> YOUR GOAL: Put every line of the material below into a numbered list, leaving out any blank lines.

> Collected data:
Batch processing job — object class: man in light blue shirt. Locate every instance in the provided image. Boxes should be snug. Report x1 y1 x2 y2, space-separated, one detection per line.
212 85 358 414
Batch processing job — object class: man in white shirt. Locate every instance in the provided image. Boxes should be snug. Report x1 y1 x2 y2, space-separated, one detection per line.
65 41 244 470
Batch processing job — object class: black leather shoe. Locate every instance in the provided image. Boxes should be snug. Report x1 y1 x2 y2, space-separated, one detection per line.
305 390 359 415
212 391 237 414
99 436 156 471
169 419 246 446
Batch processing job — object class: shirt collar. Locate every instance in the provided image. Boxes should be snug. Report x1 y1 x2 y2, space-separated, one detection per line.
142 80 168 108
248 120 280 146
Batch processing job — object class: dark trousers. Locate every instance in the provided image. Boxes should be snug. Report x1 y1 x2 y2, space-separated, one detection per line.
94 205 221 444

> WORKED ANSWER:
1. Batch processing job — object class: man in light blue shirt. Locate every instance in the provided image. Boxes should be snug. Report x1 y1 x2 y2, space-separated, one detection per line.
2. 212 85 358 414
3. Batch processing job — object class: man in white shirt. Locate every instance in the provided image. Boxes should be snug. Report x1 y1 x2 y2, space-separated, one detection per line.
4. 65 41 244 470
5. Batch processing job — object class: black leather shoe. Locate every instance in the provided image. Boxes should be snug. Report x1 y1 x2 y2, space-separated, one detection per line.
6. 305 390 359 415
7. 212 391 237 414
8. 99 436 156 471
9. 169 419 246 446
10. Batch processing job — object class: shirt collar. Locate every instance in the provided image. Boxes should be snug. Report x1 y1 x2 y2, space-separated, one detection per line.
11. 142 80 168 108
12. 248 120 280 146
13. Batch processing job — object class: dark trousers. Locate every instance in the provided image. Boxes should be snug. Report x1 y1 x2 y2, space-separated, one detection per line.
14. 94 205 221 444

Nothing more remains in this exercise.